Show every line of the items below that contains the string "texture", matching case exactly.

Excerpts from a segmentation dataset:
---+---

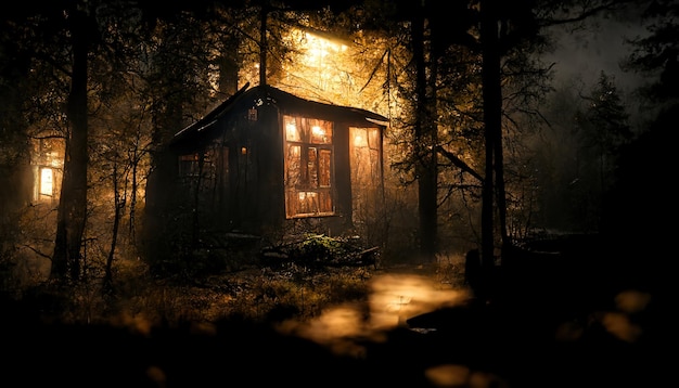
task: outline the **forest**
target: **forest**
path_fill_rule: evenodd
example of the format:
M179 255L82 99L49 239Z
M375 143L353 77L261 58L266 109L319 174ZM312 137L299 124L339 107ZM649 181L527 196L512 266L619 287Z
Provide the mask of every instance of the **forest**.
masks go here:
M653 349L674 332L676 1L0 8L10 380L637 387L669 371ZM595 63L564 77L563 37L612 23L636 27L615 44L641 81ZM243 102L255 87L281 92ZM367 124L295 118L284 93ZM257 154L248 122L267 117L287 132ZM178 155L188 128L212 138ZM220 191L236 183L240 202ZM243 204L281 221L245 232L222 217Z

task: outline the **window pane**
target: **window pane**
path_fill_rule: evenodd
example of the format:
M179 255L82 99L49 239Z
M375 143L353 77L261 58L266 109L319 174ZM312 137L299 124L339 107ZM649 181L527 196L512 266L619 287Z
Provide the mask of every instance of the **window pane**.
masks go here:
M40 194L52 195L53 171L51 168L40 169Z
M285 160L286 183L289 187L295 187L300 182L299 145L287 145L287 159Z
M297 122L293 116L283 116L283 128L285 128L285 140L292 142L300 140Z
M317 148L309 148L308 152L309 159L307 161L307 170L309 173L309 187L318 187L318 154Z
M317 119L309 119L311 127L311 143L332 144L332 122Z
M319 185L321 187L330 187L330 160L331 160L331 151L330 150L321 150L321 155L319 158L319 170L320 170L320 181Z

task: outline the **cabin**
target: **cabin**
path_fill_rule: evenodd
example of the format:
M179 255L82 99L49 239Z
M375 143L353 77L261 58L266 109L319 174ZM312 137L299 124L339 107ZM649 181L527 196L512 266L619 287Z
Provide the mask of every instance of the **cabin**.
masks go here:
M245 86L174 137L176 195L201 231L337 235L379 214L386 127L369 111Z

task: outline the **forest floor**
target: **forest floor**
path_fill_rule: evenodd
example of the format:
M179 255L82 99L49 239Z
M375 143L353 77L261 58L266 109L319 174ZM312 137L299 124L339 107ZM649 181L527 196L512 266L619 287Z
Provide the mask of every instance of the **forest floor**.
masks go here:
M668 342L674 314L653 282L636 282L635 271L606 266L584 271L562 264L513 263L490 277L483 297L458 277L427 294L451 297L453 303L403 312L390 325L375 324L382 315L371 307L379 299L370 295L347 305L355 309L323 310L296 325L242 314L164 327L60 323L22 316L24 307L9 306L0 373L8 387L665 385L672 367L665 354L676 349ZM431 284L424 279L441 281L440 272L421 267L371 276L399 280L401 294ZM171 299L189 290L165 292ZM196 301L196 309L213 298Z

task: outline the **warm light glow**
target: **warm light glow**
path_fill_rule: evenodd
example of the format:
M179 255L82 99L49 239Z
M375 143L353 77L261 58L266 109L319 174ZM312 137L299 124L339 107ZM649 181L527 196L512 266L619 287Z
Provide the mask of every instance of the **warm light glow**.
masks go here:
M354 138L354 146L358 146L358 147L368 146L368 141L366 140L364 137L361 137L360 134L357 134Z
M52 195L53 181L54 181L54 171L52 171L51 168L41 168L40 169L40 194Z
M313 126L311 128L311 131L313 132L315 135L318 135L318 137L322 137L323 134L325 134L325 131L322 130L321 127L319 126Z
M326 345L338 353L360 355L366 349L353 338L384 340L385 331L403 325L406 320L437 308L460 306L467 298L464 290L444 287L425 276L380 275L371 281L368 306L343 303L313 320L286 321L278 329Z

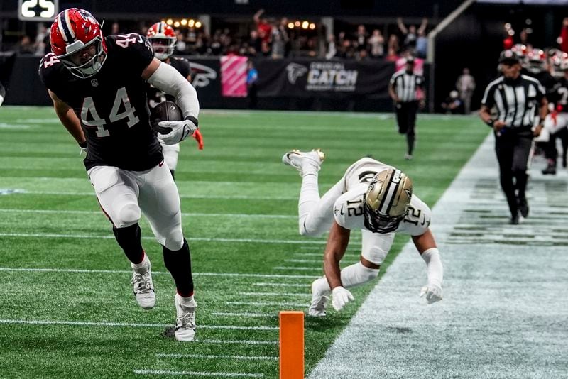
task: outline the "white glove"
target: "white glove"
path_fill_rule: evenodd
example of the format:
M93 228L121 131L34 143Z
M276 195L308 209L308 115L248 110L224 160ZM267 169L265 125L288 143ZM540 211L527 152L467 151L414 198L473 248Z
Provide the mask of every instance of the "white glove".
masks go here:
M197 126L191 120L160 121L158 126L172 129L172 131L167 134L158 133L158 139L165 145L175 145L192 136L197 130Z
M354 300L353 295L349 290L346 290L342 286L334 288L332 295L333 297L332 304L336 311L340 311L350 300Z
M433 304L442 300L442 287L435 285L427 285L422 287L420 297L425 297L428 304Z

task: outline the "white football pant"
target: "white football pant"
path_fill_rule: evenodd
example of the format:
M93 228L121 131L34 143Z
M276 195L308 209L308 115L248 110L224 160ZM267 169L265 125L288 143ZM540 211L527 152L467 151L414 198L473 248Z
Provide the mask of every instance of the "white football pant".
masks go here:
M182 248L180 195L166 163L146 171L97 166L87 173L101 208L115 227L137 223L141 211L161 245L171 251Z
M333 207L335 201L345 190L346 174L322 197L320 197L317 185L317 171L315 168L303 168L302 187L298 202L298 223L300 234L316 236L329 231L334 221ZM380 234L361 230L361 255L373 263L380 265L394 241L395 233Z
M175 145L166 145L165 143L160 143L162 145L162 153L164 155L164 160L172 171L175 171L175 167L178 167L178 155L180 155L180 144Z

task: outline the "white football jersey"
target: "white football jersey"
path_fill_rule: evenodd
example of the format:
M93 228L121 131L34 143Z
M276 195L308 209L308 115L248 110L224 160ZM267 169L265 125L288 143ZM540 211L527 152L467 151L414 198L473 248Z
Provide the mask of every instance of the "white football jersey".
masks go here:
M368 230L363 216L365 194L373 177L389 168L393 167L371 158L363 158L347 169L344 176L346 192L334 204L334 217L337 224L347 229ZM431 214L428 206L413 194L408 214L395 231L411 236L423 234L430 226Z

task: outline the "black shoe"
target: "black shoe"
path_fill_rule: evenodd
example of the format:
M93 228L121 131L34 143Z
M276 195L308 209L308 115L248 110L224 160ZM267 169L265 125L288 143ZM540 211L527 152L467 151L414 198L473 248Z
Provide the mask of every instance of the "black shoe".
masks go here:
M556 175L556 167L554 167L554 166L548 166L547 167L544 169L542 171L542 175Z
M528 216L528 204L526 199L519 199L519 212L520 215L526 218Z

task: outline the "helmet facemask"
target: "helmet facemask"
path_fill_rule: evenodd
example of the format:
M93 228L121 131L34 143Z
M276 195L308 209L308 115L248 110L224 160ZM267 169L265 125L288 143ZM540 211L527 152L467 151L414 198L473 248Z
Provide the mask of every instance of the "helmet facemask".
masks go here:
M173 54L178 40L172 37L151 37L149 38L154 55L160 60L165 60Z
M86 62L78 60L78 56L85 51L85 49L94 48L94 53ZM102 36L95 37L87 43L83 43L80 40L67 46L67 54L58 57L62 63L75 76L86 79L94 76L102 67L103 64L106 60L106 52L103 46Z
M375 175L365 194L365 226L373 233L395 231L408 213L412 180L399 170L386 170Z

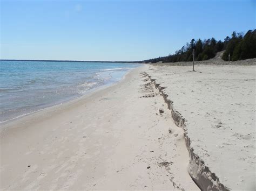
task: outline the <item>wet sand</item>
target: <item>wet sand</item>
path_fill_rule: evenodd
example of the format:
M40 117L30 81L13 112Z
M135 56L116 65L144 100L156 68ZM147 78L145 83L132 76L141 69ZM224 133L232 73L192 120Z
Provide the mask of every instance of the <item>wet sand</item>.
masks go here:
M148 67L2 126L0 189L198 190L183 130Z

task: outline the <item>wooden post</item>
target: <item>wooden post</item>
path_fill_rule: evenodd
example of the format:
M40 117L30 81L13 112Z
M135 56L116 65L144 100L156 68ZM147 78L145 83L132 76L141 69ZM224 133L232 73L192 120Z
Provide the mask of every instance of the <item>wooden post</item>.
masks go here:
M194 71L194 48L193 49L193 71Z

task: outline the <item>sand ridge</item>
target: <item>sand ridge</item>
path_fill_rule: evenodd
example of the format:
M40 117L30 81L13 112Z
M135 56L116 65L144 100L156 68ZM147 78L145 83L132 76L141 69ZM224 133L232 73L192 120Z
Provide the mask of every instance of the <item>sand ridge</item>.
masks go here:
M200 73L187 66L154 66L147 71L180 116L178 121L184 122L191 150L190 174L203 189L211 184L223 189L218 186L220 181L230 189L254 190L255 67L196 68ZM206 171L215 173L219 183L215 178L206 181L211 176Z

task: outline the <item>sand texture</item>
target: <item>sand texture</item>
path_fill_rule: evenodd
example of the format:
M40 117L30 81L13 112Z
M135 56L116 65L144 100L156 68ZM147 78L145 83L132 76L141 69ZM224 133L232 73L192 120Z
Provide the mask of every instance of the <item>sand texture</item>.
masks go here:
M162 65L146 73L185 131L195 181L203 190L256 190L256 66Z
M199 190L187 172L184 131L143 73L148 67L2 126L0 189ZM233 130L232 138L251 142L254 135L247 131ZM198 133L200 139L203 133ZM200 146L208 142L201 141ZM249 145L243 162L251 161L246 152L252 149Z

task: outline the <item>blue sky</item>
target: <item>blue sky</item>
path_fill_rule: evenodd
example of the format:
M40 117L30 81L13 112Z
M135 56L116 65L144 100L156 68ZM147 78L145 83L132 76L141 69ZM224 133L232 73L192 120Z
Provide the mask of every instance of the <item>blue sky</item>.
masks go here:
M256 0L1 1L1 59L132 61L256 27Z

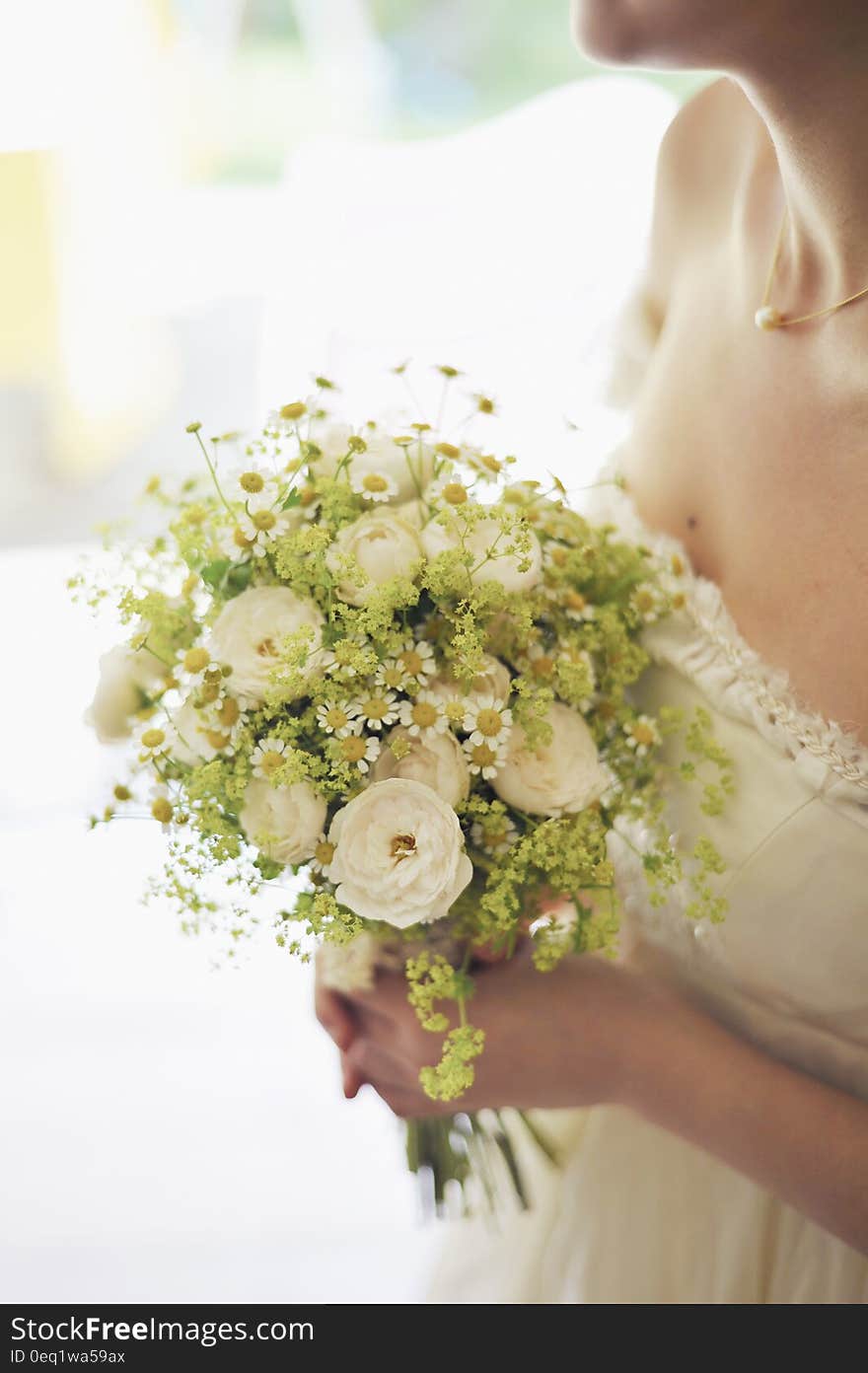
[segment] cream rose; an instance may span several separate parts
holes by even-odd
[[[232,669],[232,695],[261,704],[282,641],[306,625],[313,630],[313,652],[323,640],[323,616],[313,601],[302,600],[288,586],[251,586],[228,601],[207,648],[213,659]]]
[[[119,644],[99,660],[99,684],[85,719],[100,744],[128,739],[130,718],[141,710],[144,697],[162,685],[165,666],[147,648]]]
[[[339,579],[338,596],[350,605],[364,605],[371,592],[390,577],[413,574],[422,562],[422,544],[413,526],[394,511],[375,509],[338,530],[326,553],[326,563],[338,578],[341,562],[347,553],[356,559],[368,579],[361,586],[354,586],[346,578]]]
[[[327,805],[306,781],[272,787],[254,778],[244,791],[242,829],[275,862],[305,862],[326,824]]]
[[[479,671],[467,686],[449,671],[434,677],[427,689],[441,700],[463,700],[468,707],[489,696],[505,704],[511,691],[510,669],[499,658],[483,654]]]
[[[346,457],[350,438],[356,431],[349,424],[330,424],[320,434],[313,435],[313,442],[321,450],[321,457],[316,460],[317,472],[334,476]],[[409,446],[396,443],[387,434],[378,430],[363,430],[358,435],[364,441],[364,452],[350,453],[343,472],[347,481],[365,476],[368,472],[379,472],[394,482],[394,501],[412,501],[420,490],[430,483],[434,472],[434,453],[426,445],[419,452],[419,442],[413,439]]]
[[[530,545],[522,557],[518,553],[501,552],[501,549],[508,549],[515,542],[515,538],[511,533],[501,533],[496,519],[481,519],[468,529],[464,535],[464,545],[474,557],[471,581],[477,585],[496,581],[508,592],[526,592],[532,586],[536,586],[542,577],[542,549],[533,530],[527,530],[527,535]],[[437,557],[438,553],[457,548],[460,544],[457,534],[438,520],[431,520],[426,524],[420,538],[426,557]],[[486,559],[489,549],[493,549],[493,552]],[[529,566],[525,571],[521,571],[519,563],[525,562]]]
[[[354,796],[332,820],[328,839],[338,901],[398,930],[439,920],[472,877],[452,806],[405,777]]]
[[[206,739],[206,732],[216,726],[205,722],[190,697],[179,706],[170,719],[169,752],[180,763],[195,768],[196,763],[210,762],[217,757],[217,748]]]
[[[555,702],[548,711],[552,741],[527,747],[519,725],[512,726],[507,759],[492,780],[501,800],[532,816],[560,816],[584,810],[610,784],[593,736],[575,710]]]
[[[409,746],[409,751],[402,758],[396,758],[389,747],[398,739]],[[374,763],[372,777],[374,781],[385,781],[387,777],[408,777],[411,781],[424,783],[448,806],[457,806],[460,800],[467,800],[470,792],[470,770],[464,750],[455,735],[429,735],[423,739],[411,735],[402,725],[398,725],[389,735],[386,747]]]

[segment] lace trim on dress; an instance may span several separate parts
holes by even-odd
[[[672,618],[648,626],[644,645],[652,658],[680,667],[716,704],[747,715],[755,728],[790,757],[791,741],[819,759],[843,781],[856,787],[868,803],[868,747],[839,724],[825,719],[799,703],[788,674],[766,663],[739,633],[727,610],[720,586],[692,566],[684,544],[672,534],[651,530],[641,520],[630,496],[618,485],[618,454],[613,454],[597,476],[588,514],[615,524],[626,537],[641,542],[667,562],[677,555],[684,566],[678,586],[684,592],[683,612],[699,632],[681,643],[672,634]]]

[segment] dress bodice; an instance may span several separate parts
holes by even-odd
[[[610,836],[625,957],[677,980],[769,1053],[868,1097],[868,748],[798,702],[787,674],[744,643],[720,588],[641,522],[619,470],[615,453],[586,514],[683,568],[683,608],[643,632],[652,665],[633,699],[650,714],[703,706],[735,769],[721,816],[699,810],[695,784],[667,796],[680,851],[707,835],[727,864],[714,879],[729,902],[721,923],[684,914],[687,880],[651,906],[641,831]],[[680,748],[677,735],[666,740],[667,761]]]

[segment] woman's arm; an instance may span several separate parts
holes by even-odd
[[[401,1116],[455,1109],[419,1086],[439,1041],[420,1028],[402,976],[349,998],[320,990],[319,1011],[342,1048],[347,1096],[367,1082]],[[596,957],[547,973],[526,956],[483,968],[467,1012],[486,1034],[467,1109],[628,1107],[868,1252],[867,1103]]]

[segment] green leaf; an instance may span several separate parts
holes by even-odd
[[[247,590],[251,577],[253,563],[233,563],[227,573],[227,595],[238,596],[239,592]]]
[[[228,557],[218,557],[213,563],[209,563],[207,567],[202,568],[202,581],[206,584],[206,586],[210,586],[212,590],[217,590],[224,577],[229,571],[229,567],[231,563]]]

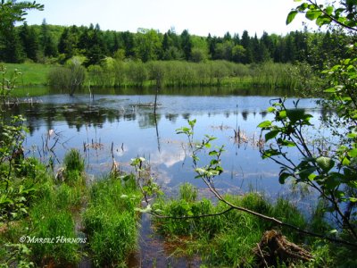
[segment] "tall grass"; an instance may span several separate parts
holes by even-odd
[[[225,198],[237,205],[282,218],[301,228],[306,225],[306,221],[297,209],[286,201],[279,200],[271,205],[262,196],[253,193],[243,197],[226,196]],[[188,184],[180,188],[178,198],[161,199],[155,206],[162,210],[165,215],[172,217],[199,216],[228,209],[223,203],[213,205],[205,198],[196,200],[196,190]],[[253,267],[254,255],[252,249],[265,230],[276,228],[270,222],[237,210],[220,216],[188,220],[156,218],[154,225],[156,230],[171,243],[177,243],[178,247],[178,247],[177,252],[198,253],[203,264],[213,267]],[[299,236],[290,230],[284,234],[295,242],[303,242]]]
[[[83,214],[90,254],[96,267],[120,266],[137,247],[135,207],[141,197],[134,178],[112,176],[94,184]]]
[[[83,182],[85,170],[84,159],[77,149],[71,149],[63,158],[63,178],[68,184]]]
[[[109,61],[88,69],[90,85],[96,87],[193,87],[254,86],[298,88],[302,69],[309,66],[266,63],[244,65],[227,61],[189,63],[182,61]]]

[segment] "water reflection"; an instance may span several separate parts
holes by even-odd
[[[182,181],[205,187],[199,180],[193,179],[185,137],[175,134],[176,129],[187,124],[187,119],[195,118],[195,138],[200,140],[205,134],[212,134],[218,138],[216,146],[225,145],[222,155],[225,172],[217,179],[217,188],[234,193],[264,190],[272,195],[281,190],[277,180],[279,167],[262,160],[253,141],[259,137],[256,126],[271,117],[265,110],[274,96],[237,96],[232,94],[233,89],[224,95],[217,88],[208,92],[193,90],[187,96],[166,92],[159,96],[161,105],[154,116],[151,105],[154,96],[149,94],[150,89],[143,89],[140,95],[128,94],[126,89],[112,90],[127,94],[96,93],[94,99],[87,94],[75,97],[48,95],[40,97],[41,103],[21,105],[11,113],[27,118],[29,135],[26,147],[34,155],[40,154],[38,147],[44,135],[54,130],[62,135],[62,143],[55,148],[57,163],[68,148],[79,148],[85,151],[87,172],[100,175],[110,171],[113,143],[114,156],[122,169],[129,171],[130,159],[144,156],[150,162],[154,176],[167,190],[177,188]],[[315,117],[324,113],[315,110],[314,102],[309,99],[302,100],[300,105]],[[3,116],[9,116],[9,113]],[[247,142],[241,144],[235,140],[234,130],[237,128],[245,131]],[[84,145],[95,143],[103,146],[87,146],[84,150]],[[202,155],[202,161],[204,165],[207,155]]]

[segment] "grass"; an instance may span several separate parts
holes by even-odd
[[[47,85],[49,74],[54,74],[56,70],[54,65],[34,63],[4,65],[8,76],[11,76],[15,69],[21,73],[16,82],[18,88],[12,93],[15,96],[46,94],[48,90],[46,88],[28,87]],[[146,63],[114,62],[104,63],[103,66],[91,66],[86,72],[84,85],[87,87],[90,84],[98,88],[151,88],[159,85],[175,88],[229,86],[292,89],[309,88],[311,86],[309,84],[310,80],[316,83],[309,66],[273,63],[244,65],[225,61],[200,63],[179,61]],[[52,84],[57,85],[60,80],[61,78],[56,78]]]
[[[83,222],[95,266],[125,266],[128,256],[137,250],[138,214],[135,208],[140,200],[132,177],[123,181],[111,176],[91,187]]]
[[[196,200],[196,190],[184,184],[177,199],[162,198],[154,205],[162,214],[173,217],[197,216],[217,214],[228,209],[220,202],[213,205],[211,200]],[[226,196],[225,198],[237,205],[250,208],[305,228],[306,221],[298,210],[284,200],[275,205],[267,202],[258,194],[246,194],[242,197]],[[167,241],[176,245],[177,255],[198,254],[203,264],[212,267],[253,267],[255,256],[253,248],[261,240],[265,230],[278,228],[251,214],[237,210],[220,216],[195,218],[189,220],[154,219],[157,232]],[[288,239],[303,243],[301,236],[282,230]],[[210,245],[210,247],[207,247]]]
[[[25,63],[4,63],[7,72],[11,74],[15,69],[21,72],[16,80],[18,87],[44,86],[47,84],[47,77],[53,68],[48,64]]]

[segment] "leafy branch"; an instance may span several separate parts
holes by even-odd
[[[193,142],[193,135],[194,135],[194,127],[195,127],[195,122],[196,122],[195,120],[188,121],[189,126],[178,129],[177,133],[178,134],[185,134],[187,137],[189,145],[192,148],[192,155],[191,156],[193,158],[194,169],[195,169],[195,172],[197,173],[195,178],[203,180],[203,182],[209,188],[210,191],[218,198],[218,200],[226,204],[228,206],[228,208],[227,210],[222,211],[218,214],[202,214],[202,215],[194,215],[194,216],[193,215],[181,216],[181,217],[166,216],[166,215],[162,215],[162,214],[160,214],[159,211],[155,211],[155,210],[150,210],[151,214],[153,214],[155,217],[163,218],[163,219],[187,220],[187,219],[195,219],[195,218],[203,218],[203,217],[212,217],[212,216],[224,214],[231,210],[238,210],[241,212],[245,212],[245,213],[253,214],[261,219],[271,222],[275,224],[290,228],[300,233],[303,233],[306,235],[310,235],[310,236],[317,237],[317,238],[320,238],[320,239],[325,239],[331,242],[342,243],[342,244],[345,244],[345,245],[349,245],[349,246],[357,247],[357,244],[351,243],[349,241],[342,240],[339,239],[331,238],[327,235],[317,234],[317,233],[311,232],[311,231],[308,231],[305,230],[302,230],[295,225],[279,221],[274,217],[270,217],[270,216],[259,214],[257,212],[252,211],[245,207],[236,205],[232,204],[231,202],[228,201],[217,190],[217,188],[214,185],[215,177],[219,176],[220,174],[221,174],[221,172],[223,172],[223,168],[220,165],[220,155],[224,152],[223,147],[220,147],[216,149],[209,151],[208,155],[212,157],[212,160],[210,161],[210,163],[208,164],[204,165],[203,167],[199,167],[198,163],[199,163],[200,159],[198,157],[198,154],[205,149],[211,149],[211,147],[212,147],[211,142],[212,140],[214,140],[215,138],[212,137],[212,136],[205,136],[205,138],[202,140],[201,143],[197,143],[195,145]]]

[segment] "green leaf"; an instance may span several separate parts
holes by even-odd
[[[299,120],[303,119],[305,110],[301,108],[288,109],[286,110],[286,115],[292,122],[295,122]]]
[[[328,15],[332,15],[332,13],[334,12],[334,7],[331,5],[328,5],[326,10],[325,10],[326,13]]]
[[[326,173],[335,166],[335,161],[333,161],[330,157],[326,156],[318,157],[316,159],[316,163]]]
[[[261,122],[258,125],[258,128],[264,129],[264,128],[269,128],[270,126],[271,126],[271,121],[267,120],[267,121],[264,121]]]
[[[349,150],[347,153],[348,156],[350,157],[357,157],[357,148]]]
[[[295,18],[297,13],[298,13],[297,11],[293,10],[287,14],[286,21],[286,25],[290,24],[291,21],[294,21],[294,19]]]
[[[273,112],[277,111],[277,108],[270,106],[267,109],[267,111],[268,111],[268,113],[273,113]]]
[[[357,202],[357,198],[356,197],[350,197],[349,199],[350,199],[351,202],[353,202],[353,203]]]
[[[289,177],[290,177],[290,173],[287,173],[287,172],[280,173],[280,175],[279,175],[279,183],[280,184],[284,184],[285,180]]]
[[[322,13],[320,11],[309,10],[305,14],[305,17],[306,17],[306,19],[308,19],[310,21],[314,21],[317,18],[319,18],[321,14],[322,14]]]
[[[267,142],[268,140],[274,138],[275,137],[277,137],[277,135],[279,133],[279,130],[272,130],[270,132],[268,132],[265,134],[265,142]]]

---+---

▶ [ANSWER TO THE EXERCISE]
task: outline the <item>sand texture</item>
target: <item>sand texture</item>
Provide the mask of every instance of the <item>sand texture</item>.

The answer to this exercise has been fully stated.